Please repeat word for word the stretch of the post on problem-solving model assumptions from "4. Even if you" through "nothing will change.".

Text under study:
::::::::
Thursday, July 21, 2016

Problem-Solving Model Assumptions

Problem-Solving Model Assumptions

Our Problem-Solving Model in my previous post assumes that problem solving is a process, not a momentary event.  The complete problem-solving process is often one of discovery and trial-and-error.  One cycle may not solve the problem.  Solving a problem may take 2 or 3 times through the steps before the actual causes are fully understood, identified and eliminated.  This is why it is important to complete the whole cycle for every problem.

Developing the discipline to follow the sequence of steps will enable teams to solve persistent problems as well as make continuous performance improvements.

Points to Keep in Mind Regarding the Problem-Solving Model 
  1. If you don't take time to define the problem, you may end up solving the wrong problem.
  2. It is extremely important to sort causes from symptoms and also sort secondary causes from primary causes.  It is only when the primary cause is identified and eliminated that the problem will disappear.
  3. There is a strong temptation to choose the first solution that looks like it might solve a problem.  If you don't explore several alternatives, though, it is unlikely that you will find the "best" alternative for your situation.
  4. Even if you have defined the problem correctly, identified the root cause(s), and selected a good solution, if you don't plan the implementation of the solution, nothing will change.
  5. The importance of evaluation and follow-up is often overlooked or underestimated.  Due to the cyclical and trial-and-error nature of problem solving, you often don't know that a problem has not been solved until evaluation and follow-up has been done.
::::::::
Source material:
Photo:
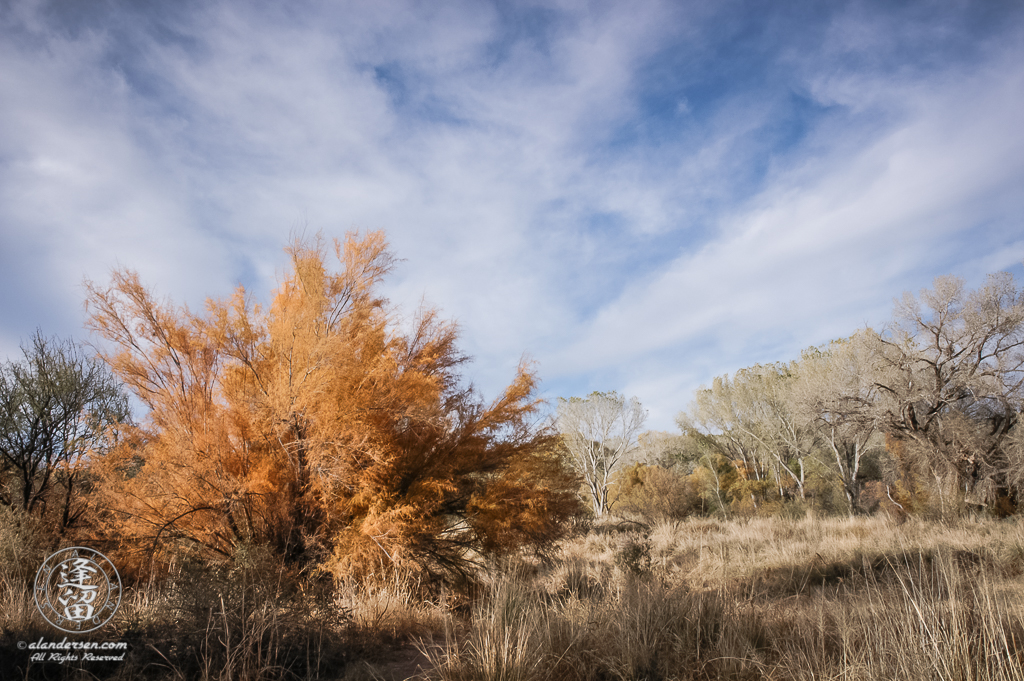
::::::::
Solution:
4. Even if you have defined the problem correctly, identified the root cause(s), and selected a good solution, if you don't plan the implementation of the solution, nothing will change.